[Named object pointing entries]

────

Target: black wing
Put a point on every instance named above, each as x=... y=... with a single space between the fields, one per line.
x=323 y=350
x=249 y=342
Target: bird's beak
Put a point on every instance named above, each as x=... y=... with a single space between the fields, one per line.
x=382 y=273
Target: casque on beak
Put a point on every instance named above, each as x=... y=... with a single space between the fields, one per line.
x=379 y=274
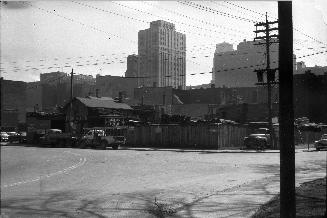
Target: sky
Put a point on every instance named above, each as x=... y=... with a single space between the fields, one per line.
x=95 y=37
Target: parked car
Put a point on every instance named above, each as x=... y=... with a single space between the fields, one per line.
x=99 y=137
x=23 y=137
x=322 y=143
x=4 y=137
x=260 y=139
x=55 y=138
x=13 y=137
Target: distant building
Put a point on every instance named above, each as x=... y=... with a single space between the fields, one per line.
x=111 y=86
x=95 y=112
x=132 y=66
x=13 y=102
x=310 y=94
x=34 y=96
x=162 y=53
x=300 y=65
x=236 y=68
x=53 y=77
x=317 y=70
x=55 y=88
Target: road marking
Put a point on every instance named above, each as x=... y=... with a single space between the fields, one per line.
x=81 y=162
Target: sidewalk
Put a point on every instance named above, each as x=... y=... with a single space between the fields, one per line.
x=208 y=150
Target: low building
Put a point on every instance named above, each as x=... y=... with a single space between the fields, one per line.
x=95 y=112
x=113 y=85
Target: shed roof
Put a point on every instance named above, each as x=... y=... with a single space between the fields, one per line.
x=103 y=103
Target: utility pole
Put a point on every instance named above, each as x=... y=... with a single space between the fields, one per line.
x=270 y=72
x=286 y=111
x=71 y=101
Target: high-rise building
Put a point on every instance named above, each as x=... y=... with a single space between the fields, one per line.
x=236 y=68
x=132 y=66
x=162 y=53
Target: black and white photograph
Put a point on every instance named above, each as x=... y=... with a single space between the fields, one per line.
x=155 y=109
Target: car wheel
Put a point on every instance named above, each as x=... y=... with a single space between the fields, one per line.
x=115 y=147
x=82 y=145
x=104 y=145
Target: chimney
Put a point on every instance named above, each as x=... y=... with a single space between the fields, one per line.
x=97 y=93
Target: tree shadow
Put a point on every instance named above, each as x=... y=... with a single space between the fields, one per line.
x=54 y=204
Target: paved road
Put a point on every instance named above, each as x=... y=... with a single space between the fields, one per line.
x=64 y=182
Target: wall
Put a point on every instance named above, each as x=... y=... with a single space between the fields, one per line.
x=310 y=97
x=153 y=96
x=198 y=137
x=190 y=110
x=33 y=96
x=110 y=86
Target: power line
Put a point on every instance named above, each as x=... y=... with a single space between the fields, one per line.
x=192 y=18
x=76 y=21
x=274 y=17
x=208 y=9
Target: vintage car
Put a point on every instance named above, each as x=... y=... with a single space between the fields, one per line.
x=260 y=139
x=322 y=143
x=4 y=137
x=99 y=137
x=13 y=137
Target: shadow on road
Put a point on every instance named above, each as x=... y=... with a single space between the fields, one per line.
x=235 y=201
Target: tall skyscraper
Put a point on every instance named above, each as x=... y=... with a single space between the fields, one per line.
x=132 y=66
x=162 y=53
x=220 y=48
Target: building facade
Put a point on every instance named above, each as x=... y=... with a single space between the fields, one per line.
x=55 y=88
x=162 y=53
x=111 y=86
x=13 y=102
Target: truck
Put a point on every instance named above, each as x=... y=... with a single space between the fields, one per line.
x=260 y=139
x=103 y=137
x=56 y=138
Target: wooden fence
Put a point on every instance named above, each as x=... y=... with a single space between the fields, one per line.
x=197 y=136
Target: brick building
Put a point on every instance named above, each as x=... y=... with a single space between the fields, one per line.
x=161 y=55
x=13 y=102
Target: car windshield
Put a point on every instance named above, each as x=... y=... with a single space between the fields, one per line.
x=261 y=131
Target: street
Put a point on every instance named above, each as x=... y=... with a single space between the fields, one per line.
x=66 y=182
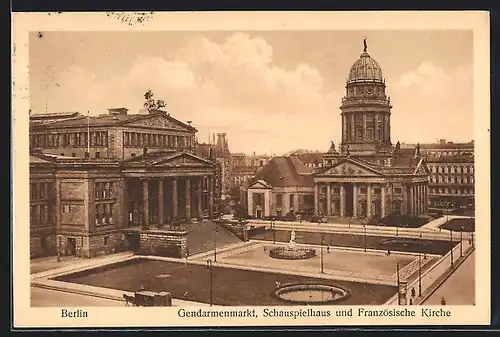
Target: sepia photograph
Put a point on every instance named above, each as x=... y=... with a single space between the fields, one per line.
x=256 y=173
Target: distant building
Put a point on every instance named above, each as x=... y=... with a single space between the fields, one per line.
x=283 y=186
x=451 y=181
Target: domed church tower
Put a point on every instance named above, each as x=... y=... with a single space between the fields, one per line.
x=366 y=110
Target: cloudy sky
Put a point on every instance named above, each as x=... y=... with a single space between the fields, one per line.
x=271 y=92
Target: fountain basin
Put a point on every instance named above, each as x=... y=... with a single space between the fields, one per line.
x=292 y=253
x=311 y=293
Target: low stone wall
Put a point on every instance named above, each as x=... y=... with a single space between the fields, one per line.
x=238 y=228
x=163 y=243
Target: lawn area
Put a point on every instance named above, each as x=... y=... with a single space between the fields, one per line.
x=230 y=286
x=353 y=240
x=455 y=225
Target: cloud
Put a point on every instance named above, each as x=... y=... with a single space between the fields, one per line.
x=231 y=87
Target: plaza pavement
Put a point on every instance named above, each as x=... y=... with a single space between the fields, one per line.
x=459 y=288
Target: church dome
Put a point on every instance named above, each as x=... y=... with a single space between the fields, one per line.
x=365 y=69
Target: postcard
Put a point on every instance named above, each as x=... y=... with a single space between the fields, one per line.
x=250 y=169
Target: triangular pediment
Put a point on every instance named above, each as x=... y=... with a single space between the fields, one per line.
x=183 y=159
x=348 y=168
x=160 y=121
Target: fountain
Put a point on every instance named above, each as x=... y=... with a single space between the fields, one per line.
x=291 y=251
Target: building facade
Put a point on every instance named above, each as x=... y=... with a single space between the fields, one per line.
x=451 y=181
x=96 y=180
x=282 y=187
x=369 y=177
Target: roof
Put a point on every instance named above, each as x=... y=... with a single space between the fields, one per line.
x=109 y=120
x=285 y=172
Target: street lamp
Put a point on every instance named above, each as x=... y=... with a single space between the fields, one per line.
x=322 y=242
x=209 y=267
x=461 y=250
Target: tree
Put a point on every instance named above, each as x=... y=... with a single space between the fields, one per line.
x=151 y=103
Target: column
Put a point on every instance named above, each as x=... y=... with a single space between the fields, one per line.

────

● **Short problem**
The material above must be printed exactly, with its pictures left out.

● **The output**
Target: black wing
Put a point on every instance named above, each as x=... y=... with a single space between the fields, one per line.
x=323 y=350
x=249 y=342
Target: bird's beak
Put a point on every instance named above, each as x=... y=... with a single space between the fields, one per line.
x=382 y=273
Target: casque on beak
Put a point on every instance named above, each as x=... y=... with a single space between the fields, one per line.
x=379 y=274
Target: sky
Put a point on every instance named above, each as x=... y=... with a single space between the fields, one per line.
x=95 y=37
Target: parked car
Put a point on every instance named above, each as x=... y=... with a single space between the fields, one per line.
x=99 y=137
x=23 y=137
x=322 y=143
x=4 y=137
x=260 y=139
x=55 y=138
x=13 y=137
Target: distant building
Put a point on every instance named above, each as x=... y=... with a single space between the fields, one per line.
x=111 y=86
x=95 y=112
x=132 y=66
x=13 y=102
x=310 y=94
x=34 y=96
x=162 y=53
x=300 y=65
x=236 y=68
x=53 y=77
x=317 y=70
x=55 y=88
Target: road marking
Put a point on every instance named above, each as x=... y=... with a single space between the fields, one per line.
x=81 y=162
Target: sidewalk
Put a point on every instance named above, each as x=... y=... with a single space between the fields, one per line.
x=208 y=150
Target: low building
Put a point on every instance named above, each as x=... y=... with a single space between the fields, one per line.
x=95 y=112
x=113 y=85
Target: shed roof
Put a point on every instance named above, each as x=... y=... with a single space between the fields, one per line.
x=103 y=103
Target: utility pole
Put a point on every instance named above, each as x=... y=... with a single space between the fields, one per line.
x=270 y=72
x=286 y=111
x=71 y=101
Target: high-rise building
Put a point on every instance named above, each as x=... y=... with a single space between the fields, one per line.
x=236 y=68
x=132 y=66
x=162 y=53
Target: black and white photograph
Put a point on every instance named above, each as x=... y=... with a single space between the fields, one per line.
x=155 y=109
Target: car wheel
Put a point on every instance named above, each as x=... y=... with a single space between the fields, one per line.
x=115 y=147
x=82 y=145
x=104 y=145
Target: chimney
Put a point on every instance named above, each as x=... y=... with a single space between the fields, one per line.
x=97 y=93
Target: tree shadow
Put a point on every instance named above, each as x=... y=... with a single space between the fields, one per line.
x=54 y=204
Target: paved road
Put a point on every instance named above, each as x=... y=... with a single space between the fields, one per line.
x=64 y=182
Target: wall
Put a point on every instance named above, each as x=... y=... with a single space between the fields, one per line.
x=310 y=97
x=153 y=96
x=198 y=137
x=190 y=110
x=33 y=96
x=110 y=86
Target: power line
Put a point on every instance named above, each as x=... y=... with a single space between the fields, one per line.
x=192 y=18
x=76 y=21
x=274 y=17
x=208 y=9
Target: vintage car
Put a point on every instance named above, each as x=... y=... with a single space between the fields, one per line.
x=260 y=139
x=322 y=143
x=4 y=137
x=99 y=137
x=13 y=137
Target: shadow on road
Put a point on every instance named above, each as x=... y=... with a single space between the fields, one per line.
x=235 y=201
Target: tall skyscraper
Put a point on every instance named above, each as x=... y=... with a single space between the fields, one per line.
x=132 y=66
x=162 y=53
x=220 y=48
Target: building facade
Put a point on every instance named above, each as x=... y=... with a single space between the fields, one per line.
x=55 y=88
x=162 y=53
x=111 y=86
x=13 y=102
Target: truck
Put a point on every instance named above, each as x=... y=... with a single space between the fields, one per line.
x=260 y=139
x=103 y=137
x=56 y=138
Target: wooden fence
Put a point on every instance named above, each as x=... y=... with a single space between the fields, one per line.
x=197 y=136
Target: brick building
Put a point on every instance named above, each as x=... y=... with a single space between the fields, one per line.
x=161 y=55
x=13 y=102
Target: car windshield
Put a point on every instance named above, each as x=... y=... with a single space between the fields, one per line.
x=261 y=131
Target: street
Put a point on every instance named above, each as x=... y=... with a single space between the fields, one per line.
x=66 y=182
Target: sepia photograph
Put a point on every instance named above, each as x=... y=... with a single space between the fields, one per line.
x=256 y=173
Target: distant building
Put a point on every instance named above, each as x=... y=... with a single space between the fields, one per line.
x=283 y=186
x=451 y=181
Target: domed church tower
Put a point on every instance named above, each as x=... y=... with a single space between the fields, one per line.
x=366 y=110
Target: cloudy sky
Put a point on every instance named above, each as x=... y=... with a single space between the fields, one per line.
x=271 y=92
Target: fountain basin
Put a point on every instance named above, each as x=... y=... with a single space between the fields, one per line.
x=292 y=253
x=311 y=293
Target: low stone wall
Put a point on every instance named above, each as x=... y=... with a single space between the fields, one per line.
x=238 y=228
x=163 y=243
Target: lawn area
Put a point on every instance named above, each as x=... y=... with a single space between the fields, one per line.
x=230 y=286
x=353 y=240
x=455 y=225
Target: cloud
Put a point on every instance named above, each as x=... y=... with a single space between the fields, one per line.
x=231 y=87
Target: plaza pavement
Put a point on every instance named above, each as x=... y=... with a single space between the fields, one per line.
x=459 y=288
Target: church dome
Put a point on every instance named above, each as x=... y=... with a single space between the fields, one per line.
x=365 y=69
Target: postcard
Put a point on every instance named above, each as x=... y=... with a single space between the fields, one per line.
x=250 y=169
Target: triangular pediment
Put a point on every instance named above, each as x=... y=... with a single space between the fields, one per line.
x=183 y=159
x=348 y=168
x=160 y=121
Target: fountain
Put a point on every instance named above, each as x=... y=... with a single space between the fields, one per line.
x=291 y=251
Target: building facade
Put a point on every instance named above, each as x=... y=... with a single space between the fields, one per line.
x=451 y=181
x=96 y=180
x=282 y=187
x=369 y=177
Target: roof
Put a point on every instance named above, each as x=... y=... with a single space between the fields, one per line.
x=109 y=120
x=285 y=172
Target: street lamp
Put a point on every instance named above, each as x=... y=... with a single space between the fields, one per line.
x=322 y=242
x=209 y=267
x=461 y=250
Target: tree
Put a point on every instance named above, each as x=... y=... with a single space between the fields, one per line.
x=151 y=103
Target: column
Put a point on every instance named above, each as x=... y=... with a single space between the fields, one per line.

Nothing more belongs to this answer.